» **Given exercise A**
How many lines of the records below contain the string "cloud", matching case? Reply with the number alone.

» **Excerpted passage**

§

LEGISLATIVE BUDGET BOARD
Austin, Texas
 
ACTUARIAL IMPACT STATEMENT
 
84TH LEGISLATIVE REGULAR SESSION
 
May 22, 2015

TO:
Honorable Joan Huffman, Chair, Senate Committee on State Affairs
 
FROM:
Ursula Parks, Director, Legislative Budget Board
 
IN RE:
HB3310 by Paul (Relating to the funding policies, actuarial valuations, and reporting requirements of certain public retirement systems.), Committee Report 2nd House, Substituted

The bill would amend the Government Code to make disclosure and reporting requirement changes for public retirement systems. The bill does not propose to change the benefit structure or obligations of any systems.

§

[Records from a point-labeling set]
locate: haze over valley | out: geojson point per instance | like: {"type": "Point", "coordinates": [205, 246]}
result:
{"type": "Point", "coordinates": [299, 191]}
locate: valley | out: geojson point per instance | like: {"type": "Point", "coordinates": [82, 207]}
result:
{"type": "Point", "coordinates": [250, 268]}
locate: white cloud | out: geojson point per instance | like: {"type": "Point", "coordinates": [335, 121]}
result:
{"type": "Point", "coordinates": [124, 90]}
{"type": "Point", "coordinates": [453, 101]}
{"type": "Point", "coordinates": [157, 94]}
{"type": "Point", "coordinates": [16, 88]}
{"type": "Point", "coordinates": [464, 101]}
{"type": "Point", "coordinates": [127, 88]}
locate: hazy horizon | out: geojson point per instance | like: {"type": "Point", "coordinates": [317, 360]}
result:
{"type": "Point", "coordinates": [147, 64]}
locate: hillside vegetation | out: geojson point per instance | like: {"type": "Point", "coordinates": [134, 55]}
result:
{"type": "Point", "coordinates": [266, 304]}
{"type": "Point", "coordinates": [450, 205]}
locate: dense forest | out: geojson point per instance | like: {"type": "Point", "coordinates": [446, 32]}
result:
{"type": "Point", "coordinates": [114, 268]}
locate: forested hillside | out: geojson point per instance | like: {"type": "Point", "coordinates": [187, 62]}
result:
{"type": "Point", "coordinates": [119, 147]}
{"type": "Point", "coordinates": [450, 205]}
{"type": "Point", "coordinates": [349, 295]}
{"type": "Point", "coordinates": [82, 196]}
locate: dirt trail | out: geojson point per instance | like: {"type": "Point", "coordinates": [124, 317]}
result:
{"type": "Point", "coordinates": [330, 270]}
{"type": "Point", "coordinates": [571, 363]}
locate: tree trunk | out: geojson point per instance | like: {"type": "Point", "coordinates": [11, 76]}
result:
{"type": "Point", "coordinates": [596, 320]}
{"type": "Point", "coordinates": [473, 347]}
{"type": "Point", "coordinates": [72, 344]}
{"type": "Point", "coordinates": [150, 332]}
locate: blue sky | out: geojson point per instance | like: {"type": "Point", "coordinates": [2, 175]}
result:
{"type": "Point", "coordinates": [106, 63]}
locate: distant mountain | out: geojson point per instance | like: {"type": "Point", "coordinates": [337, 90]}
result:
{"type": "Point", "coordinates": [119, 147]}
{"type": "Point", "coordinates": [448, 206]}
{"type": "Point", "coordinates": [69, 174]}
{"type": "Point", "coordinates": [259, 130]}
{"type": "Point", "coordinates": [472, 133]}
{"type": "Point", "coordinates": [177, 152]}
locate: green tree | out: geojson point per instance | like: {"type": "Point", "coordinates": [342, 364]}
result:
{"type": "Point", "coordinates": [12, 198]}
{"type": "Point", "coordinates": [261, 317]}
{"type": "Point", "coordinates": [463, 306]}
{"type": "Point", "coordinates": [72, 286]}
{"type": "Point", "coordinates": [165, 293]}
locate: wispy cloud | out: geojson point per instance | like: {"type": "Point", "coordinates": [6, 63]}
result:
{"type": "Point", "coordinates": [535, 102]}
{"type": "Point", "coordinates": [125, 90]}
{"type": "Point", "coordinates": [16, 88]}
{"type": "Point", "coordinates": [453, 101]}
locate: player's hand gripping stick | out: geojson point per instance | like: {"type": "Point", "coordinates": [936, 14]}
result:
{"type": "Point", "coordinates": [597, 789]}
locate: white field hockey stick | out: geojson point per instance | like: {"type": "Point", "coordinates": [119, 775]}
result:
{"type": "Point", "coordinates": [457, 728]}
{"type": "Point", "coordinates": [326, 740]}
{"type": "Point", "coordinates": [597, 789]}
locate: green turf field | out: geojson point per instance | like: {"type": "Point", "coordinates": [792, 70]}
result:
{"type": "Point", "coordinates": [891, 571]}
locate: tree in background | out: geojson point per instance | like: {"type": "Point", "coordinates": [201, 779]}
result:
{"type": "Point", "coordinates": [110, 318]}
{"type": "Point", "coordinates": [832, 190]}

§

» **Given exercise B**
Can you copy out the entire actuarial impact statement above, word for word and unchanged?

» **Correct response A**
2

» **Correct response B**
LEGISLATIVE BUDGET BOARD
Austin, Texas
 
ACTUARIAL IMPACT STATEMENT
 
84TH LEGISLATIVE REGULAR SESSION
 
May 22, 2015

TO:
Honorable Joan Huffman, Chair, Senate Committee on State Affairs
 
FROM:
Ursula Parks, Director, Legislative Budget Board
 
IN RE:
HB3310 by Paul (Relating to the funding policies, actuarial valuations, and reporting requirements of certain public retirement systems.), Committee Report 2nd House, Substituted

The bill would amend the Government Code to make disclosure and reporting requirement changes for public retirement systems. The bill does not propose to change the benefit structure or obligations of any systems.